### Aufgabe
Welche Anlaufstellen für Empfehlungen und Rat zum Einstieg ins Jurastudium nennt der Auszug außer der angekündigten Serie? Zähle alle auf.

### Auszug
Von Fachliteratur kann man gerade am Anfang des Jurastudiums mächtigen Hautausschlag bekommen. Als wäre ein unübersichtliches Layout nicht schon nervig genug, verdirbt einem der unverständliche Sprachwirwarr voller Schachtelsätze und ein Mindestumfang von 300 Seiten plus X meist gehörig den Spaß.

Vor allem, wenn man nach den ersten Klausuren feststellt, dass man trotz des leidvollen aber gewissenhaften Durcharbeitens nur ungeliebte Noten bekommt.

Damit nicht jeder die gleichen Fehler macht, stelle ich hier mal in einer mehrteiligen Serie ein paar persönliche Leitlinien und einige Literaturtipps für ein möglichst erfolgreichen Start ins Jurastudium vor. Auch warne ich vor Fehlkäufen sowie gängigen Anfängerfehlern.

Die Idee dazu kam mir, als ich kürzlich Erstsemester mit den gleichen Büchern aus der Bibliothek verschwinden sah, die auch mir früher von den Professoren zur Lektüre empfohlen wurden. In der Rückschau betrachtet, hätte ich lieber zu anderen greifen sollen.

Zu dem Themenkomplex bin ich wahrlich nicht der Erste, der sich äußert. Auch ist mein Horizont bei diesem weiten Feld natürlich stark begrenzt und subjektiv durch eigene Erfahrungen geprägt. Im Internet kann nach etwas Recherche eine wahre Fundgrube an Empfehlungen und Ratschlägen erschlossen werden. Auch gibt es spezielle Bücher (formelle Sachen: dieses hier; inhaltliches: das hier oder jenes hier, eine Kombination aus Fallbuch und Einführung in die Gutachtentechnik: dieses hier) oder u.U. Veranstaltungen an der Uni, die etwas Licht ins Dunkle bringen. Ansonsten stehen auch gerne die älteren Kommilitonen zum Ansprechen bereit und geben meist bereitwillig Rat.

Bevor ich zu ganz konkreten Literaturhinweisen in den nächsten Teilen dieser Serie kommen werde, seien folgende fünf allgemeinen Tipps dem interessierten Neuling an die Hand gegeben.

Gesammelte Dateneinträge
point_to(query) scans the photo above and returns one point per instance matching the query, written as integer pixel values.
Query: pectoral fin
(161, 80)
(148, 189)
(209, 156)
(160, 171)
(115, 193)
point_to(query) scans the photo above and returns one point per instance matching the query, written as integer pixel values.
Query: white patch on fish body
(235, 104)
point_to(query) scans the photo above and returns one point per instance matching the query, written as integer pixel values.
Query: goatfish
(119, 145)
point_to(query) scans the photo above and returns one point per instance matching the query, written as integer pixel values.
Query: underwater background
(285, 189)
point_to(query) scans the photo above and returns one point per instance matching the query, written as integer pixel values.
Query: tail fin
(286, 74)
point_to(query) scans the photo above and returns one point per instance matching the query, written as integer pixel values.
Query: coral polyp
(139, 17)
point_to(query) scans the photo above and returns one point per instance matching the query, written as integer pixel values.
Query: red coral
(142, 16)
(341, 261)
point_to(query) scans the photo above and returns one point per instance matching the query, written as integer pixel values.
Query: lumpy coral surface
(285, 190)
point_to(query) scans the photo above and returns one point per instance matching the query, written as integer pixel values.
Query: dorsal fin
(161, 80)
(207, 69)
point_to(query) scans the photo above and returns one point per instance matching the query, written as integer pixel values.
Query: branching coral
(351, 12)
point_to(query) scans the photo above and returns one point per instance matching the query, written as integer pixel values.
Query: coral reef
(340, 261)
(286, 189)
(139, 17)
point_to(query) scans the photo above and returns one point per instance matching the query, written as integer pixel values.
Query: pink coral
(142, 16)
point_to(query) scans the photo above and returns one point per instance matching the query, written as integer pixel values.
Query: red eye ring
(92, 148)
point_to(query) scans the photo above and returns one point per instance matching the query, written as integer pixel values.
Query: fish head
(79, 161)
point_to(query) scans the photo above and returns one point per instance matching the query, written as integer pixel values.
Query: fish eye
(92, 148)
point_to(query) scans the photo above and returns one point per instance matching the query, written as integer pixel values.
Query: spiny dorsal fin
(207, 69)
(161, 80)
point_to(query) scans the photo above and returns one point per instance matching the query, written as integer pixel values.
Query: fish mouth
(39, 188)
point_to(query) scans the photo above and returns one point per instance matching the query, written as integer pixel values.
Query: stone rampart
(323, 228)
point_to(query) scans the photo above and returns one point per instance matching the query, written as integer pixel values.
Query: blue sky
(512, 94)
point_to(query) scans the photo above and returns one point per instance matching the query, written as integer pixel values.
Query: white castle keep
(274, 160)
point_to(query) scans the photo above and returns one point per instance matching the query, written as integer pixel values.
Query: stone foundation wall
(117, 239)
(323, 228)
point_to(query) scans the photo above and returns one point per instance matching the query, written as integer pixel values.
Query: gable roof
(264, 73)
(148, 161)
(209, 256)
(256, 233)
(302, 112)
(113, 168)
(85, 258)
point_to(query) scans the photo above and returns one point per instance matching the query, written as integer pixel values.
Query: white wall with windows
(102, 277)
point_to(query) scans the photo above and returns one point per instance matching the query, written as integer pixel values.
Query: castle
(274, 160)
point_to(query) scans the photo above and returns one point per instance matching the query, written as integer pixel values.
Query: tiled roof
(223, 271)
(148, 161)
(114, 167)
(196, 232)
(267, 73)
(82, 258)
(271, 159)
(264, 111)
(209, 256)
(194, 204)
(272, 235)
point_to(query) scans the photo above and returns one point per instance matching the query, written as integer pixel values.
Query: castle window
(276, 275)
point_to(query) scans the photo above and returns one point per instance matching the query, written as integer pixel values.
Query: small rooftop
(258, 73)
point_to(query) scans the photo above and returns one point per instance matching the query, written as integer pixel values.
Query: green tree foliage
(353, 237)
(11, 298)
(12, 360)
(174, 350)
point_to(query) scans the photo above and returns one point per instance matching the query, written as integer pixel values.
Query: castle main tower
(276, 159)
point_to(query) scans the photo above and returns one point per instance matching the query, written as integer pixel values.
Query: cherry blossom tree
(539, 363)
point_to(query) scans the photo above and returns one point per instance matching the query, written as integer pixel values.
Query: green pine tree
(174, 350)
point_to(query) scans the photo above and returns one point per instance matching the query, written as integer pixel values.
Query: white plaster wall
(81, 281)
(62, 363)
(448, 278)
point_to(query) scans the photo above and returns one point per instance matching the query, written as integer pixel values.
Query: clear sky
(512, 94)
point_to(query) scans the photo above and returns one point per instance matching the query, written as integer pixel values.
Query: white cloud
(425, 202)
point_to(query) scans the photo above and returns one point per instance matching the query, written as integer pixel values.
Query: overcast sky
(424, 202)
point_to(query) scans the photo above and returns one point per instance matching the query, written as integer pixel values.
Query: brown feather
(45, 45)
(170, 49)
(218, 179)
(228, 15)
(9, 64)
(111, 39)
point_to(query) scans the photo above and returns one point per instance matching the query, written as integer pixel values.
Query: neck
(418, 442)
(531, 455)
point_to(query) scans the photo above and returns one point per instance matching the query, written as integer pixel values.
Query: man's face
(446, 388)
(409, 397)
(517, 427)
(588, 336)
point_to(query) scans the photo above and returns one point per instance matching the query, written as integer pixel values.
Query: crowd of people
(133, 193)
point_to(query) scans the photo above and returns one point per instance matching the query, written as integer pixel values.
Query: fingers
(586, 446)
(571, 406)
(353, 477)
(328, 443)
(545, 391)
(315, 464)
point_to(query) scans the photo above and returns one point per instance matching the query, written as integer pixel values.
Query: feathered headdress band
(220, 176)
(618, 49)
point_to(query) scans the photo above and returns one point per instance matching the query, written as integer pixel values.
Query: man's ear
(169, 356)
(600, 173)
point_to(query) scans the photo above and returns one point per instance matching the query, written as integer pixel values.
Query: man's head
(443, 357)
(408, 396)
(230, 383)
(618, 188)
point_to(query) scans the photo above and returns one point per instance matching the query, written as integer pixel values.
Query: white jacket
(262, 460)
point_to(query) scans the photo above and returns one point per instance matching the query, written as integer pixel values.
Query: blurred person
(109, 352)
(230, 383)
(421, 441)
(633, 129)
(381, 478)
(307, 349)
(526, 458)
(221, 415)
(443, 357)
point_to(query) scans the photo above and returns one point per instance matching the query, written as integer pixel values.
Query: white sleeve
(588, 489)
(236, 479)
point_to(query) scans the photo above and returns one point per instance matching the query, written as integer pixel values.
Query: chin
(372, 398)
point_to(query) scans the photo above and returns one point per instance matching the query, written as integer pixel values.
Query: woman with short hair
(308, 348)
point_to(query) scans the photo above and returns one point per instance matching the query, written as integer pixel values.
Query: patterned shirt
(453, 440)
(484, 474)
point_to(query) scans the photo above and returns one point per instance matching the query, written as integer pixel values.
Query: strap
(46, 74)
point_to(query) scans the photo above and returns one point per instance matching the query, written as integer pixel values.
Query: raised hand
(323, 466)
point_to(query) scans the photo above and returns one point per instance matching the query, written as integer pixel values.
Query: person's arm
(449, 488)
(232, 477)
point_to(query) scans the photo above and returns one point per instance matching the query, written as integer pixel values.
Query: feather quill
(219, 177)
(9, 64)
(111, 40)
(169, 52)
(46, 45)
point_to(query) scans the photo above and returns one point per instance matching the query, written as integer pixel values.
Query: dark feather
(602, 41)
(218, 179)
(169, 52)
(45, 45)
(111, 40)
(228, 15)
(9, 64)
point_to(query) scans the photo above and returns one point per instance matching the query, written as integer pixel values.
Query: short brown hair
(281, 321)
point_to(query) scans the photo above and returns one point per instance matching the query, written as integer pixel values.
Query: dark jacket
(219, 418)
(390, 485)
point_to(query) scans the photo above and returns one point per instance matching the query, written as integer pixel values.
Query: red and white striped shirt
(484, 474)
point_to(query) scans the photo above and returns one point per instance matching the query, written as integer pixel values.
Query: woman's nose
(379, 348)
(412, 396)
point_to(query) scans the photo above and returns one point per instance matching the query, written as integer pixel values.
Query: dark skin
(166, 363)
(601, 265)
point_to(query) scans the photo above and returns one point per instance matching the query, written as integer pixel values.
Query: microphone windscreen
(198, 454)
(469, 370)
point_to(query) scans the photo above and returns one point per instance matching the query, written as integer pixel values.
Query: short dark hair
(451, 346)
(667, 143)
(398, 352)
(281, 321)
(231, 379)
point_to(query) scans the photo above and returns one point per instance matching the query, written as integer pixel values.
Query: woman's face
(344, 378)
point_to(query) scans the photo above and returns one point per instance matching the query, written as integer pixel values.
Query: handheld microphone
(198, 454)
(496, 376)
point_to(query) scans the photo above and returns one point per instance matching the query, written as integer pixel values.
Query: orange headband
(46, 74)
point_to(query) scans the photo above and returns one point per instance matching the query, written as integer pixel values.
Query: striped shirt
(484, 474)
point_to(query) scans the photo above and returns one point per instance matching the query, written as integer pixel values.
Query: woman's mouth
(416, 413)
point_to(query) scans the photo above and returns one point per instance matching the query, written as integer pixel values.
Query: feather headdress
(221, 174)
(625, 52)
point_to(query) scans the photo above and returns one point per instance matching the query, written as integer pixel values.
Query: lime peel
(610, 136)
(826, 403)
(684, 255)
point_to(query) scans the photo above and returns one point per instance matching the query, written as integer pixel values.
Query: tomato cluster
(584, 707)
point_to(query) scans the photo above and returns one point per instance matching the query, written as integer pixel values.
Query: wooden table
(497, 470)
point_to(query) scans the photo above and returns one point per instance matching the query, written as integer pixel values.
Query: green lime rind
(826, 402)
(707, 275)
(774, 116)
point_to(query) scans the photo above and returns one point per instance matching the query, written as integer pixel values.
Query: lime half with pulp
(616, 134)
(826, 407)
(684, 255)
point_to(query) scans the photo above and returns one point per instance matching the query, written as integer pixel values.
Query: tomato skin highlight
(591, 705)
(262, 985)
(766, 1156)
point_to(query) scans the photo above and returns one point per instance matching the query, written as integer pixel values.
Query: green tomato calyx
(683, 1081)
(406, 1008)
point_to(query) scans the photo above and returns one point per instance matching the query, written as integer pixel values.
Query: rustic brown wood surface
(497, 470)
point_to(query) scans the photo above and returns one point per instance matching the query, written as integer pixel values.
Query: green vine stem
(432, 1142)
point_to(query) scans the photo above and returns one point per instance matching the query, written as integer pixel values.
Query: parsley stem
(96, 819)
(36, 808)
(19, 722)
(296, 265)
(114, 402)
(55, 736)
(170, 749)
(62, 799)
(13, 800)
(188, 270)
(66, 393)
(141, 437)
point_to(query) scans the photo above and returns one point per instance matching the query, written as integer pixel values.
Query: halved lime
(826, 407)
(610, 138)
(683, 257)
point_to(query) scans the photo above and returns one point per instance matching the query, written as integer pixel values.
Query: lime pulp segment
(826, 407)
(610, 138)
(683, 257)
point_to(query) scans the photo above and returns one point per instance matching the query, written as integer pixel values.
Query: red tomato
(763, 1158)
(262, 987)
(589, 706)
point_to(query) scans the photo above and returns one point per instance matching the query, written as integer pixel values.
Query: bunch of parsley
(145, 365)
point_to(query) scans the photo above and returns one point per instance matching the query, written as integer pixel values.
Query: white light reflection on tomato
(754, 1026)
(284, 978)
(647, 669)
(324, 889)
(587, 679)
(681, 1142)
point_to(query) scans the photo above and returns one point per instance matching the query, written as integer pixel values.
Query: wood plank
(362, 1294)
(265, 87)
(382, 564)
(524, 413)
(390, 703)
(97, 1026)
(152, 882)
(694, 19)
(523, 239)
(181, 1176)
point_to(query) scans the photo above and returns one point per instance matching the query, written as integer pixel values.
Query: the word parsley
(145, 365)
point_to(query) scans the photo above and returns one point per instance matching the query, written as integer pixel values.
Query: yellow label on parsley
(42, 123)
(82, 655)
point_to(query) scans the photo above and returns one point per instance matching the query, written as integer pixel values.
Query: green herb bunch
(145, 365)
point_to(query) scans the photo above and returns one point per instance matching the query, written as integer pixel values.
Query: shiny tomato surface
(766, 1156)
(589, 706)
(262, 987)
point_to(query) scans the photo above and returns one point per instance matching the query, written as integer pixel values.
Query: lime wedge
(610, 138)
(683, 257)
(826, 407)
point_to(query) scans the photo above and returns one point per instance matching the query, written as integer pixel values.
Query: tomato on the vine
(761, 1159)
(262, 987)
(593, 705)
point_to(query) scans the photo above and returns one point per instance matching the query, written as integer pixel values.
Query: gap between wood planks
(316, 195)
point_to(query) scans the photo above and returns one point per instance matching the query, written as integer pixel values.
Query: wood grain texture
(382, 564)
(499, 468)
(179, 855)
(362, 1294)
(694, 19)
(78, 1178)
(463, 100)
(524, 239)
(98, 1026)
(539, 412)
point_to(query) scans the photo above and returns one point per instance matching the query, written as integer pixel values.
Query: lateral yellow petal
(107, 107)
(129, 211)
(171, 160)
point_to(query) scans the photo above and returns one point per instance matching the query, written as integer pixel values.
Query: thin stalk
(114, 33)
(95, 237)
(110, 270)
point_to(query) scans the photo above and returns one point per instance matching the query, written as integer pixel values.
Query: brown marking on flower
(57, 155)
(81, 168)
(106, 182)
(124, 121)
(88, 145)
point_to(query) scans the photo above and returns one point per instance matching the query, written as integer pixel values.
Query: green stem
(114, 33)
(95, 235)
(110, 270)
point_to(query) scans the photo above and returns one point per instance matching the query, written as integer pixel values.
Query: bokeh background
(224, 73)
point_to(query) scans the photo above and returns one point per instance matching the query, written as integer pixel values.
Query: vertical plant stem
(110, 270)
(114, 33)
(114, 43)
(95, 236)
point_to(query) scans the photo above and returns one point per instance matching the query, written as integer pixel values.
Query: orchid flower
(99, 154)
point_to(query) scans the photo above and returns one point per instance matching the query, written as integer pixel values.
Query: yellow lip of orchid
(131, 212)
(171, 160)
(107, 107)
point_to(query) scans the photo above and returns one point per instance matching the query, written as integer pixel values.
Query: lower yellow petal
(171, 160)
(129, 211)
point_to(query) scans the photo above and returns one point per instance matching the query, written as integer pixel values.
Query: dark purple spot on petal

### Richtige Lösung
- das Internet, in dem sich nach etwas Recherche eine Fundgrube an Empfehlungen und Ratschlägen erschließen lässt
- spezielle Bücher (zu formellen Sachen, zu Inhaltlichem sowie eine Kombination aus Fallbuch und Einführung in die Gutachtentechnik)
- unter Umständen Veranstaltungen an der Uni
- ältere Kommilitonen, die meist bereitwillig Rat geben